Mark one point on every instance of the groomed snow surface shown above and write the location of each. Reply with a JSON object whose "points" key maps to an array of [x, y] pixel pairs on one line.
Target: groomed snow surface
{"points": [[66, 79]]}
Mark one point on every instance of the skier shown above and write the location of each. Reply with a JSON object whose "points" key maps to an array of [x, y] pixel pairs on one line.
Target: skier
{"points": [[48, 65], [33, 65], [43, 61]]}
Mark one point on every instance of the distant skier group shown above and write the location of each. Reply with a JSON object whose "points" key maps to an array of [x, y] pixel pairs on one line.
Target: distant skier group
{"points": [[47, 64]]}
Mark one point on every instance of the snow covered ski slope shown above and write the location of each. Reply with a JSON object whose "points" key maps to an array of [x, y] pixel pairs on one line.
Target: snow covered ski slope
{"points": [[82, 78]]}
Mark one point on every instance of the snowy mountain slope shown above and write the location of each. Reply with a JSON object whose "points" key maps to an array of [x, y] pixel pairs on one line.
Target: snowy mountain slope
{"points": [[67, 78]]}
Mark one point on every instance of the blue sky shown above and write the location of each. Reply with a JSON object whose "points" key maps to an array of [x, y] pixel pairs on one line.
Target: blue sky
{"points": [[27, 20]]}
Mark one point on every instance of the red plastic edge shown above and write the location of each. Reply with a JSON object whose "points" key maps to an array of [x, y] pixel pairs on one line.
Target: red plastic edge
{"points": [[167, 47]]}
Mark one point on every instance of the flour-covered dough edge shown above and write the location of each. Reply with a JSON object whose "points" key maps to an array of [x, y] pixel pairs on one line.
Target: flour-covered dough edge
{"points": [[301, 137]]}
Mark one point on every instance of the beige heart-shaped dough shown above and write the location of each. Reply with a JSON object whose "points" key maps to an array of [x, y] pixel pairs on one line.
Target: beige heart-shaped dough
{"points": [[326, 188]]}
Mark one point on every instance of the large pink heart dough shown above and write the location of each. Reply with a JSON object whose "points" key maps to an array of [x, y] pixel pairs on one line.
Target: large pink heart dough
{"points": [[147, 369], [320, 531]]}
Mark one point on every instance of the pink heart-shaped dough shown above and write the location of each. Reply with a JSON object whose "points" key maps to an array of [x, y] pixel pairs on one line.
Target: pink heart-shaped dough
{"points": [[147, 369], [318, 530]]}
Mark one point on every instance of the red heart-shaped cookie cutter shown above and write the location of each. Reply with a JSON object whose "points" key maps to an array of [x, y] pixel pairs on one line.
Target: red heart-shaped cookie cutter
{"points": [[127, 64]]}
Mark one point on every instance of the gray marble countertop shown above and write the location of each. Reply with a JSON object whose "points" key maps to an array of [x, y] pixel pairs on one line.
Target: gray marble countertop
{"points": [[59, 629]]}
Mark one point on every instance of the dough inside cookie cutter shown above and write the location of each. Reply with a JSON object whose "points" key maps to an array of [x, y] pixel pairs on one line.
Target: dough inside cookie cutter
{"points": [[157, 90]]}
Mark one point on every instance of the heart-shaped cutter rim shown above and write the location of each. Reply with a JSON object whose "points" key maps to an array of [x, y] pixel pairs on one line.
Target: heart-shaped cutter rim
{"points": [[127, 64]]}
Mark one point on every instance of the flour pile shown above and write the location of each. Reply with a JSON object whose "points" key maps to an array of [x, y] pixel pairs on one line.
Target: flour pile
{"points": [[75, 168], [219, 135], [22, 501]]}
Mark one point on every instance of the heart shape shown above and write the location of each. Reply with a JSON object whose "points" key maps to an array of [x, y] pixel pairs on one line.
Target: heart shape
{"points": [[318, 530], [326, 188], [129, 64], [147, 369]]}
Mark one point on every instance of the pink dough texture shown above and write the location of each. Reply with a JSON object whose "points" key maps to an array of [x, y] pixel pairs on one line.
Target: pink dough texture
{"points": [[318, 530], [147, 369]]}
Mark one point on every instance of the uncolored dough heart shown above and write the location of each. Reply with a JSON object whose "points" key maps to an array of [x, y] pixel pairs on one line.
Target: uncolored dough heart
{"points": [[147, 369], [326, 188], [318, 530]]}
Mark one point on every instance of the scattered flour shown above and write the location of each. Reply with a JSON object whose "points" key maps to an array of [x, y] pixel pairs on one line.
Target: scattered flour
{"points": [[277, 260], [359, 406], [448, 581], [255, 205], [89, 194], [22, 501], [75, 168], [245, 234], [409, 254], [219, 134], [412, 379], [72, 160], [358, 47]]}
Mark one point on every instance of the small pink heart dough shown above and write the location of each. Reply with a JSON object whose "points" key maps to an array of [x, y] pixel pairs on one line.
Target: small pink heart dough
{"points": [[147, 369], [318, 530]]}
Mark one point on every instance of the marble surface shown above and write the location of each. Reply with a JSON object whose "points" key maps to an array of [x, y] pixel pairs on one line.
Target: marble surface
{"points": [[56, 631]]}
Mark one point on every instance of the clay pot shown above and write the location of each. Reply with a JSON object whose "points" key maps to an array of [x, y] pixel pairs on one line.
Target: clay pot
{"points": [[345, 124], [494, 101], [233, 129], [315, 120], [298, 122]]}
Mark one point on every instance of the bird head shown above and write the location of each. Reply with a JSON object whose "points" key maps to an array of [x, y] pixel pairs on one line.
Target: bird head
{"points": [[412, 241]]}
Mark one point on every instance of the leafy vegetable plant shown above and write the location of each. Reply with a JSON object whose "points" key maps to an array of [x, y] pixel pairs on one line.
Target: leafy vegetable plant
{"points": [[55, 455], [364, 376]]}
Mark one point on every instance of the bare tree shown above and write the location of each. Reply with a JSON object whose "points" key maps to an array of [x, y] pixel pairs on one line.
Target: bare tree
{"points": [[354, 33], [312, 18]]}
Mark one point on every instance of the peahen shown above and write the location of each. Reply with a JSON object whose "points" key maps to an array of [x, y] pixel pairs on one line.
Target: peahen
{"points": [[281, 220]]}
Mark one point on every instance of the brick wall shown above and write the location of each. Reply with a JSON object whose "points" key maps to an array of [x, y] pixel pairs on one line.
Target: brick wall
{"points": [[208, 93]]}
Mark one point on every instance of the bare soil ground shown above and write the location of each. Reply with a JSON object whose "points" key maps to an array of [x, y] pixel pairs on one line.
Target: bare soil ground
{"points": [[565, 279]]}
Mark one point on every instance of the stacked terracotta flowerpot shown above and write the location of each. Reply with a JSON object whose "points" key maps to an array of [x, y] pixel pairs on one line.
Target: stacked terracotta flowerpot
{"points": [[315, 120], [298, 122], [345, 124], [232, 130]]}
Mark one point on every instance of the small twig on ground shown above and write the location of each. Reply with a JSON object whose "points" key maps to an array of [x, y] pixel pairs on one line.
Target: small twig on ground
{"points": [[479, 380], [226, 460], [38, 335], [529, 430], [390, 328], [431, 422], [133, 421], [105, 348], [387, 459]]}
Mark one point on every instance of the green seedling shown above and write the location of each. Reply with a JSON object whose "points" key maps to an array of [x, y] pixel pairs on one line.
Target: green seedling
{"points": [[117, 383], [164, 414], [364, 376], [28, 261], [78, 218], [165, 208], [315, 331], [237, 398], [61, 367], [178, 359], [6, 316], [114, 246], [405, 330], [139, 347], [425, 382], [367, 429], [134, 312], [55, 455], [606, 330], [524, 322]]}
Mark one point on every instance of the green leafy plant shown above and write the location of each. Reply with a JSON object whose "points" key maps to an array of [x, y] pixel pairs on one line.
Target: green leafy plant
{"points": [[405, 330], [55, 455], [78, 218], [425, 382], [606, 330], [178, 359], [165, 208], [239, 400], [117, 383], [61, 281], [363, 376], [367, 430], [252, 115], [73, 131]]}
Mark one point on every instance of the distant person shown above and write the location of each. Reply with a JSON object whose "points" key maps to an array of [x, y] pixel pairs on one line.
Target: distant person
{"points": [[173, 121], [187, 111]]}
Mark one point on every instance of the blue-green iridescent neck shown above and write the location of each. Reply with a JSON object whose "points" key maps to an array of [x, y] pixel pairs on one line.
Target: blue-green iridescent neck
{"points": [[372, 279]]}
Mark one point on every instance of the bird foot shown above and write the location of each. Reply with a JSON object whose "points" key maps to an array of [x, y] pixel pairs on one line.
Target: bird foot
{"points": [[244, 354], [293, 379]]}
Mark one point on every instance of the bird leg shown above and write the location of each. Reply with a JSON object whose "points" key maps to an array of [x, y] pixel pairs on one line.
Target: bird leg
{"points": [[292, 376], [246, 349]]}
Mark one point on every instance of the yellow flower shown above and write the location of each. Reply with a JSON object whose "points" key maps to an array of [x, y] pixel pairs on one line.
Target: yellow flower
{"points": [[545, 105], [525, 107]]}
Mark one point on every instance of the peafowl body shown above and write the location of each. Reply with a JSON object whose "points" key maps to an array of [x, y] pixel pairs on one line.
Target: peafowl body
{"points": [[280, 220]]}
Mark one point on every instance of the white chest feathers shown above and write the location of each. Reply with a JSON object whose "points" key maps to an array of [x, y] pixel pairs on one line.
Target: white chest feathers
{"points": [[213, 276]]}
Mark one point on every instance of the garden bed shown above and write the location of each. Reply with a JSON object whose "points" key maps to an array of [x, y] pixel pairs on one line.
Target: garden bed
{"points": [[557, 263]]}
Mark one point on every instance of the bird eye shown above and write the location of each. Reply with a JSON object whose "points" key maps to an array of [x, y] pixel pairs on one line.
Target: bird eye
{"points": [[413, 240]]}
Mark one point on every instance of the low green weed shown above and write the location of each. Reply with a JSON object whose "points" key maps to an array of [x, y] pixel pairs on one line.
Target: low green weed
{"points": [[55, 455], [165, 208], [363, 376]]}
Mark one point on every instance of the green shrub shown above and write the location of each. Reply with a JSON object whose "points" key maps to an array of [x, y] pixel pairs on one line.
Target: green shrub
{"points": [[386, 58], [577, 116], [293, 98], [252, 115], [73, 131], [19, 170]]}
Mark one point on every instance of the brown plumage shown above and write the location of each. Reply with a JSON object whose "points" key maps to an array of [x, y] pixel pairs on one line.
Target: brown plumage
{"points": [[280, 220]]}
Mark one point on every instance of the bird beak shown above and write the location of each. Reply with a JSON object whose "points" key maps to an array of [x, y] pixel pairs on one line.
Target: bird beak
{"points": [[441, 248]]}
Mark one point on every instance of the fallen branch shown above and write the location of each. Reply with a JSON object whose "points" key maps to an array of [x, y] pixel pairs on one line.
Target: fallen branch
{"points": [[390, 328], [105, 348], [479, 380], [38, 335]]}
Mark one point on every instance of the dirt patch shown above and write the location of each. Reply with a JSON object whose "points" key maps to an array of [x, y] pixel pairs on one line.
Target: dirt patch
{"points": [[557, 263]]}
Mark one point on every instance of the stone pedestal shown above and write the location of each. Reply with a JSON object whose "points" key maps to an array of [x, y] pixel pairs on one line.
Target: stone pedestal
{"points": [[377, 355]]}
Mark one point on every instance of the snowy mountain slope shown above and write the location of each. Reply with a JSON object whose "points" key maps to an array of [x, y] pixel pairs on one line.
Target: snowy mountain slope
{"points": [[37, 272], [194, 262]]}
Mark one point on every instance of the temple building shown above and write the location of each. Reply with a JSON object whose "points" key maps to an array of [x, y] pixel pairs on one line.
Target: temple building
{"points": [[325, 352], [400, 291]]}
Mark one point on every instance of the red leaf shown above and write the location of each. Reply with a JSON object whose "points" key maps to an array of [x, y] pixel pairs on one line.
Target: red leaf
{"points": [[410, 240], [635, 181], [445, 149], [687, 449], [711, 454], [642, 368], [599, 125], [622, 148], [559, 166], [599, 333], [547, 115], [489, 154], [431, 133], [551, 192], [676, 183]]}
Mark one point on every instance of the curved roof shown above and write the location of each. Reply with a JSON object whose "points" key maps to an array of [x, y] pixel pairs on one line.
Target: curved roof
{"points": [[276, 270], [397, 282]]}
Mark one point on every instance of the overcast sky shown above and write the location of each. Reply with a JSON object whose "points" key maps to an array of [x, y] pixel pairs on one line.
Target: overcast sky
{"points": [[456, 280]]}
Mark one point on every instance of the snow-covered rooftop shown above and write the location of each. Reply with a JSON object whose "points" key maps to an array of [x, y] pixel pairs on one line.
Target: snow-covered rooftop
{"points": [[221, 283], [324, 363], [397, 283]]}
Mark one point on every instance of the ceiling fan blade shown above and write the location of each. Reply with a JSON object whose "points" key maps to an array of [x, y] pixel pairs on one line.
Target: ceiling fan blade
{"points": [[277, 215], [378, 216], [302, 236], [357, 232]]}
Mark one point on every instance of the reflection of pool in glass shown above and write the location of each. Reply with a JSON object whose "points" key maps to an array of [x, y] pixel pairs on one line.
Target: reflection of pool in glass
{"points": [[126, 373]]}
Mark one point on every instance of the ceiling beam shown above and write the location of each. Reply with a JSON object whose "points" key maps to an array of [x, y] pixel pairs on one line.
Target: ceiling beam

++++

All that should be written out is the stretch of lines above between the one holding "Target: stacked terracotta flowerpot" and the one holding "Mark one point on every instance of the green seedling", inclusive, exactly as given.

## [Response area]
Target: stacked terracotta flowerpot
{"points": [[315, 120], [298, 122], [345, 124], [232, 130]]}
Mark one point on every instance of the small twig on ground shown above and write the location of each. Reply with a JSON object whose "points" key maps to an array of [x, y] pixel pairs on one line.
Target: small twig on ground
{"points": [[479, 380], [226, 460], [38, 335], [529, 430], [390, 328], [431, 422], [133, 421], [105, 348], [387, 459]]}
Mark one point on every instance of the green seedling shown above and write the location of each. Reply with a JSON object whose "points" key maps to an array of [x, y] pixel pairs on one line.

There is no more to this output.